** Opening Materials provided block **

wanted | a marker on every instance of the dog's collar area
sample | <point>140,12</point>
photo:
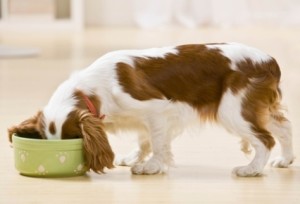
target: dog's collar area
<point>91,107</point>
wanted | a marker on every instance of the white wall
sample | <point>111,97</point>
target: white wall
<point>108,13</point>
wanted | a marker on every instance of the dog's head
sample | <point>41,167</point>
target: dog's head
<point>77,123</point>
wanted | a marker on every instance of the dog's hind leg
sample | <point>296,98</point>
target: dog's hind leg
<point>139,154</point>
<point>280,127</point>
<point>242,120</point>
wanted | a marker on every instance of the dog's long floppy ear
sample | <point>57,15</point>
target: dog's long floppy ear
<point>98,153</point>
<point>30,128</point>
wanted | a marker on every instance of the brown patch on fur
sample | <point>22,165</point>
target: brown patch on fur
<point>199,76</point>
<point>196,75</point>
<point>52,128</point>
<point>262,96</point>
<point>30,128</point>
<point>78,94</point>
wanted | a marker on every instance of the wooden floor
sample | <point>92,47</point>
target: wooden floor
<point>204,157</point>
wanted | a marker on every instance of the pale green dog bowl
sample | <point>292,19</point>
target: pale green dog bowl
<point>49,158</point>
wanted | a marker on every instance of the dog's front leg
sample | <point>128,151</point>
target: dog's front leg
<point>160,136</point>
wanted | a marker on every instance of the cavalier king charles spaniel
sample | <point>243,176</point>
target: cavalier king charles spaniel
<point>158,92</point>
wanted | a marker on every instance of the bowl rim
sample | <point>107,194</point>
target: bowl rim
<point>42,144</point>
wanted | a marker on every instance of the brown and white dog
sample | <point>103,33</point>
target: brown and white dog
<point>158,92</point>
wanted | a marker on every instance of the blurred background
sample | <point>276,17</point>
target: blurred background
<point>80,14</point>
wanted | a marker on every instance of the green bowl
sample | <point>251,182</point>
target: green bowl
<point>49,158</point>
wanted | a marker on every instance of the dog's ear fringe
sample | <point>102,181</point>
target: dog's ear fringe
<point>98,153</point>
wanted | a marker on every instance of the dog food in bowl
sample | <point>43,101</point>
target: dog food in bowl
<point>49,158</point>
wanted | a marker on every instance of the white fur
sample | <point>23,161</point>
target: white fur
<point>238,52</point>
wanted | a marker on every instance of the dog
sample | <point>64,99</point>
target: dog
<point>158,92</point>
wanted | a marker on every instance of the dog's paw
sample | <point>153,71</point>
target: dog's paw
<point>131,159</point>
<point>152,166</point>
<point>124,161</point>
<point>282,162</point>
<point>246,171</point>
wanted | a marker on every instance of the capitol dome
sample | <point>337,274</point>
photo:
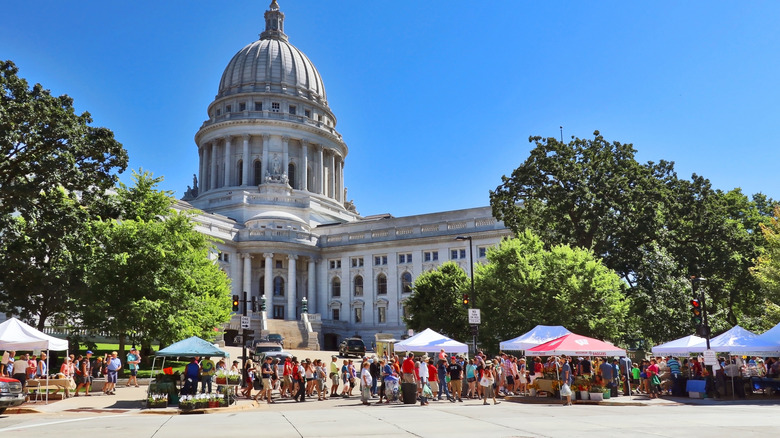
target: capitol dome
<point>272,64</point>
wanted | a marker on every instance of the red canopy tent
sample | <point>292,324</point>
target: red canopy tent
<point>575,345</point>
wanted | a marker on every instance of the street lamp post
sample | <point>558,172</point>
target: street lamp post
<point>473,297</point>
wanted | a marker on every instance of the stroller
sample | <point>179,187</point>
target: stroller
<point>391,388</point>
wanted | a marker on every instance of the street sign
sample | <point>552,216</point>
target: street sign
<point>474,316</point>
<point>710,358</point>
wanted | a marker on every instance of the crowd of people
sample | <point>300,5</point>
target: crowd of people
<point>80,369</point>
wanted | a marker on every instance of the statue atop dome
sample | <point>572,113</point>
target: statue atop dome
<point>274,23</point>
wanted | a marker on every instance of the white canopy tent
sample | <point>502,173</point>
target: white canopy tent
<point>732,341</point>
<point>16,335</point>
<point>536,336</point>
<point>678,346</point>
<point>429,341</point>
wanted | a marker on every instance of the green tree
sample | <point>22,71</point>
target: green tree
<point>151,276</point>
<point>767,267</point>
<point>53,166</point>
<point>523,285</point>
<point>436,302</point>
<point>44,145</point>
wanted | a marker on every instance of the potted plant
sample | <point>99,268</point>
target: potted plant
<point>596,393</point>
<point>157,401</point>
<point>186,403</point>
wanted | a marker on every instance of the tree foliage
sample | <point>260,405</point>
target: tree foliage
<point>648,225</point>
<point>436,302</point>
<point>45,145</point>
<point>53,165</point>
<point>151,276</point>
<point>523,285</point>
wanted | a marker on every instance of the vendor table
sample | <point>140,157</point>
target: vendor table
<point>545,385</point>
<point>40,384</point>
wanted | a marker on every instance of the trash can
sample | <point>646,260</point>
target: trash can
<point>409,391</point>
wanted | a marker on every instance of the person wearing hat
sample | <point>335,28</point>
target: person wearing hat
<point>334,376</point>
<point>84,375</point>
<point>133,361</point>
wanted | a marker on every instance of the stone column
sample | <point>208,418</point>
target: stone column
<point>245,162</point>
<point>332,179</point>
<point>228,162</point>
<point>213,179</point>
<point>268,281</point>
<point>291,290</point>
<point>321,175</point>
<point>305,166</point>
<point>286,157</point>
<point>246,275</point>
<point>311,294</point>
<point>201,186</point>
<point>264,167</point>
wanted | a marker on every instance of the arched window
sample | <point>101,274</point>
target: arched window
<point>258,169</point>
<point>406,282</point>
<point>358,286</point>
<point>335,288</point>
<point>278,287</point>
<point>291,175</point>
<point>381,284</point>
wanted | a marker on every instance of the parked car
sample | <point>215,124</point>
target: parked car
<point>352,346</point>
<point>262,348</point>
<point>11,394</point>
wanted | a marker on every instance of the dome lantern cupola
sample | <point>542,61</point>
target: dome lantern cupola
<point>274,23</point>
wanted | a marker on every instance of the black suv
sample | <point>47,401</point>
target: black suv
<point>352,346</point>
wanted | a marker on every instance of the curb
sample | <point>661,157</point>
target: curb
<point>241,407</point>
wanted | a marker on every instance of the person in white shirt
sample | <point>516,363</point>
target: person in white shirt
<point>365,383</point>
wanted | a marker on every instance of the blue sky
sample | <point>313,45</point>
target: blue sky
<point>435,99</point>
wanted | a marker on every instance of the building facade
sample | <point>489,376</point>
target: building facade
<point>271,188</point>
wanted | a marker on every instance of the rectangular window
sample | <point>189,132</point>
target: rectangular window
<point>358,315</point>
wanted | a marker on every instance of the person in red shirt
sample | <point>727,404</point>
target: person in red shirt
<point>408,369</point>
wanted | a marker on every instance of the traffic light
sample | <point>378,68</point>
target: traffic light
<point>696,312</point>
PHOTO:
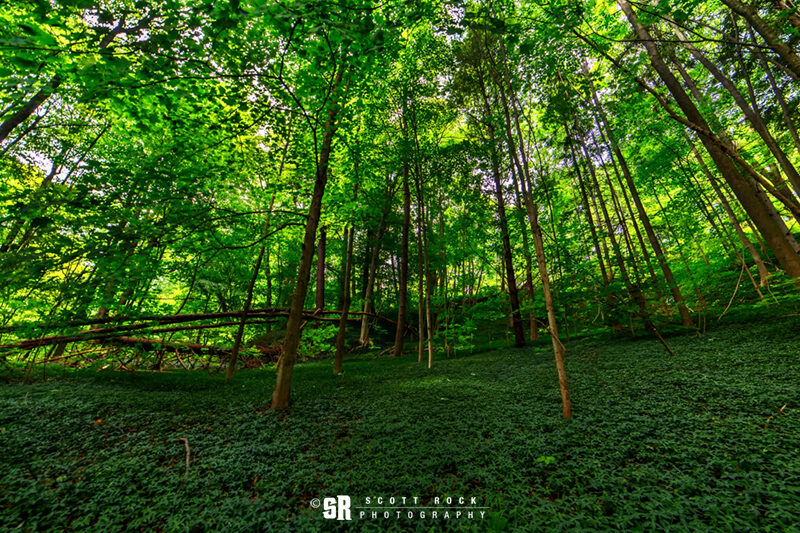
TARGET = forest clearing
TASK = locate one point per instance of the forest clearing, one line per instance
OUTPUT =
(399, 265)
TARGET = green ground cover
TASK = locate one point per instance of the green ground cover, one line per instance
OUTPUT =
(697, 441)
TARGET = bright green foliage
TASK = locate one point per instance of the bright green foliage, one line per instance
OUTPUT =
(698, 441)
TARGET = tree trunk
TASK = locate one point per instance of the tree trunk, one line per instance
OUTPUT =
(750, 113)
(402, 297)
(348, 266)
(319, 296)
(280, 396)
(772, 229)
(508, 260)
(770, 36)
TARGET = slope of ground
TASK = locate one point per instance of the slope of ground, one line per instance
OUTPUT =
(705, 439)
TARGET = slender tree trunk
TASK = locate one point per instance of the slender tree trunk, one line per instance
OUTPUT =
(28, 109)
(778, 92)
(348, 266)
(319, 296)
(770, 36)
(237, 343)
(368, 290)
(772, 228)
(508, 261)
(750, 113)
(280, 396)
(402, 297)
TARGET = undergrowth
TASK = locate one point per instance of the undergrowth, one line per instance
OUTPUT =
(705, 439)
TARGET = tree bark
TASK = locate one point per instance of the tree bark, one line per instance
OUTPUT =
(770, 36)
(402, 297)
(348, 266)
(771, 227)
(280, 396)
(319, 296)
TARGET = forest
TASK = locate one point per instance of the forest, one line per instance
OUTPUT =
(309, 265)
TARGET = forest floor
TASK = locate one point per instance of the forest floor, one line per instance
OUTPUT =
(703, 440)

** Closing Materials provided block **

# What is expected
All records must be output exactly as they are, except for the pictures, which are left out.

# Problem solution
wanted | a marker on every instance of the dog's collar area
sample | <point>140,12</point>
photo:
target: dog's collar area
<point>91,107</point>
wanted | a marker on every instance of the white wall
sample | <point>111,97</point>
target: white wall
<point>108,13</point>
wanted | a marker on every instance of the dog's head
sample | <point>41,167</point>
target: dog's head
<point>77,123</point>
wanted | a marker on every instance of the dog's hind leg
sample | <point>296,98</point>
target: dog's hind leg
<point>139,154</point>
<point>280,127</point>
<point>242,120</point>
wanted | a marker on every instance of the dog's long floppy ear
sample | <point>57,15</point>
target: dog's long floppy ear
<point>98,153</point>
<point>30,128</point>
wanted | a marker on every instance of the brown patch on fur
sample | <point>22,165</point>
target: brown patch on fur
<point>199,76</point>
<point>196,75</point>
<point>52,128</point>
<point>262,96</point>
<point>30,128</point>
<point>78,94</point>
wanted | a marker on every instance of the wooden floor
sample | <point>92,47</point>
target: wooden floor
<point>204,157</point>
wanted | a marker on every instance of the pale green dog bowl
sample | <point>292,19</point>
target: pale green dog bowl
<point>49,158</point>
wanted | a marker on every instance of the dog's front leg
sample | <point>128,151</point>
target: dog's front leg
<point>160,136</point>
wanted | a marker on every instance of the cavalier king charles spaniel
sample | <point>243,176</point>
target: cavalier king charles spaniel
<point>158,92</point>
wanted | a marker on every instance of the bowl rim
sample | <point>107,194</point>
target: bowl rim
<point>42,144</point>
wanted | a marker on every instance of the brown and white dog
sample | <point>103,33</point>
target: brown and white dog
<point>158,92</point>
wanted | a marker on every instance of the blurred background
sample | <point>276,17</point>
target: blurred background
<point>80,14</point>
wanted | a marker on every instance of the green bowl
sample | <point>251,182</point>
target: green bowl
<point>49,158</point>
wanted | a marker on every instance of the dog's ear fringe
sample | <point>102,181</point>
target: dog's ear fringe
<point>98,153</point>
wanted | a marker on every instance of the dog food in bowl
sample | <point>43,101</point>
target: dog food in bowl
<point>49,158</point>
wanted | a marker on every instance of the white fur
sample | <point>23,161</point>
target: white fur
<point>238,52</point>
wanted | a marker on every instance of the dog
sample | <point>64,99</point>
target: dog
<point>158,92</point>
wanted | a marker on every instance of the dog's paw
sample | <point>153,71</point>
target: dog's paw
<point>131,159</point>
<point>152,166</point>
<point>124,161</point>
<point>282,162</point>
<point>246,171</point>
wanted | a marker on every instance of the capitol dome
sample | <point>337,274</point>
photo:
target: capitol dome
<point>272,64</point>
wanted | a marker on every instance of the red canopy tent
sample | <point>292,324</point>
target: red canopy tent
<point>575,345</point>
wanted | a marker on every instance of the street lamp post
sample | <point>558,172</point>
target: street lamp post
<point>473,297</point>
wanted | a marker on every instance of the stroller
sample | <point>179,187</point>
target: stroller
<point>391,388</point>
wanted | a marker on every instance of the street sign
sample | <point>552,216</point>
target: street sign
<point>474,316</point>
<point>710,358</point>
wanted | a marker on every instance of the crowd of people
sample | <point>300,5</point>
target: crowd of people
<point>80,369</point>
wanted | a marker on every instance of the statue atop dome
sample | <point>572,113</point>
target: statue atop dome
<point>274,23</point>
wanted | a marker on every instance of the white canopy tent
sample | <point>502,173</point>
target: white canopy tent
<point>732,341</point>
<point>16,335</point>
<point>536,336</point>
<point>678,346</point>
<point>429,341</point>
wanted | a marker on every instance of the green tree
sample | <point>22,71</point>
target: green tree
<point>151,276</point>
<point>767,267</point>
<point>53,166</point>
<point>523,285</point>
<point>436,302</point>
<point>44,145</point>
wanted | a marker on every instance of the potted plant
sample | <point>99,268</point>
target: potted plant
<point>596,393</point>
<point>157,401</point>
<point>186,403</point>
wanted | a marker on every instance of the tree foliage
sample | <point>260,405</point>
target: tree foliage
<point>648,225</point>
<point>436,302</point>
<point>45,145</point>
<point>53,165</point>
<point>151,276</point>
<point>523,285</point>
wanted | a marker on every instance of the vendor table
sample | <point>140,157</point>
target: vendor table
<point>545,385</point>
<point>40,384</point>
wanted | a marker on every instance of the trash can
sample | <point>646,260</point>
target: trash can
<point>409,391</point>
wanted | a marker on every instance of the person wearing hat
sample | <point>335,28</point>
target: person wearing hat
<point>334,376</point>
<point>84,375</point>
<point>133,361</point>
wanted | a marker on every instance of the stone column
sample | <point>208,418</point>
target: stone column
<point>245,162</point>
<point>332,179</point>
<point>228,162</point>
<point>213,179</point>
<point>268,281</point>
<point>291,290</point>
<point>321,175</point>
<point>305,166</point>
<point>286,157</point>
<point>246,275</point>
<point>311,294</point>
<point>201,186</point>
<point>264,167</point>
wanted | a marker on every instance of the arched window
sample | <point>101,274</point>
target: arched window
<point>258,169</point>
<point>406,282</point>
<point>358,286</point>
<point>335,288</point>
<point>278,287</point>
<point>291,175</point>
<point>381,284</point>
wanted | a marker on every instance of the parked car
sample | <point>215,124</point>
target: parked car
<point>352,346</point>
<point>262,348</point>
<point>11,394</point>
wanted | a marker on every instance of the dome lantern cupola
sample | <point>542,61</point>
target: dome lantern cupola
<point>274,23</point>
wanted | a marker on every instance of the black suv
sample | <point>47,401</point>
target: black suv
<point>352,346</point>
wanted | a marker on every instance of the curb
sample | <point>661,157</point>
target: curb
<point>241,407</point>
wanted | a marker on every instance of the person in white shirt
sample | <point>516,363</point>
target: person in white shirt
<point>365,383</point>
wanted | a marker on every instance of the blue sky
sample | <point>313,45</point>
target: blue sky
<point>435,99</point>
wanted | a marker on every instance of the building facade
sample | <point>489,376</point>
target: building facade
<point>271,188</point>
wanted | a marker on every instance of the rectangular window
sample | <point>189,132</point>
target: rectangular window
<point>358,315</point>
wanted | a marker on every instance of the person in red shirt
sample | <point>727,404</point>
target: person in red shirt
<point>408,369</point>
wanted | a marker on every instance of the traffic light
sample | <point>378,68</point>
target: traffic light
<point>696,312</point>
PHOTO:
TARGET = forest clearing
TASK = locate one point per instance of the forest clearing, one line per instance
OUTPUT =
(399, 265)
TARGET = green ground cover
TASK = locate one point per instance of the green ground cover, one line per instance
OUTPUT =
(697, 441)
TARGET = bright green foliage
TASK = locate one point per instance of the bright green foliage, one line per instance
OUTPUT =
(698, 441)
TARGET = tree trunk
TASK = locate one point per instance of the tree trunk, one line per instance
OUTPUT =
(750, 113)
(402, 297)
(348, 266)
(319, 296)
(280, 396)
(772, 229)
(508, 260)
(770, 36)
TARGET = slope of ground
TASK = locate one point per instance of the slope of ground, one line per instance
OUTPUT =
(705, 439)
TARGET = slender tree trunk
TASK = locate one point per instance of the slender tree trunk, one line per instance
OUTPUT =
(28, 109)
(778, 92)
(348, 266)
(319, 296)
(770, 36)
(237, 343)
(368, 290)
(772, 228)
(508, 261)
(750, 113)
(280, 396)
(402, 297)
TARGET = undergrowth
TASK = locate one point per instance of the undergrowth, one line per instance
OUTPUT =
(705, 439)
TARGET = tree bark
TASK = locate one point per instance of the tree bark, one line per instance
OUTPUT =
(770, 36)
(402, 297)
(348, 266)
(771, 227)
(280, 396)
(319, 296)
TARGET = forest
TASK = locate one point per instance of the forest, one line per instance
OUTPUT =
(309, 265)
TARGET = forest floor
TASK = locate one point per instance of the forest floor, one line per instance
OUTPUT =
(703, 440)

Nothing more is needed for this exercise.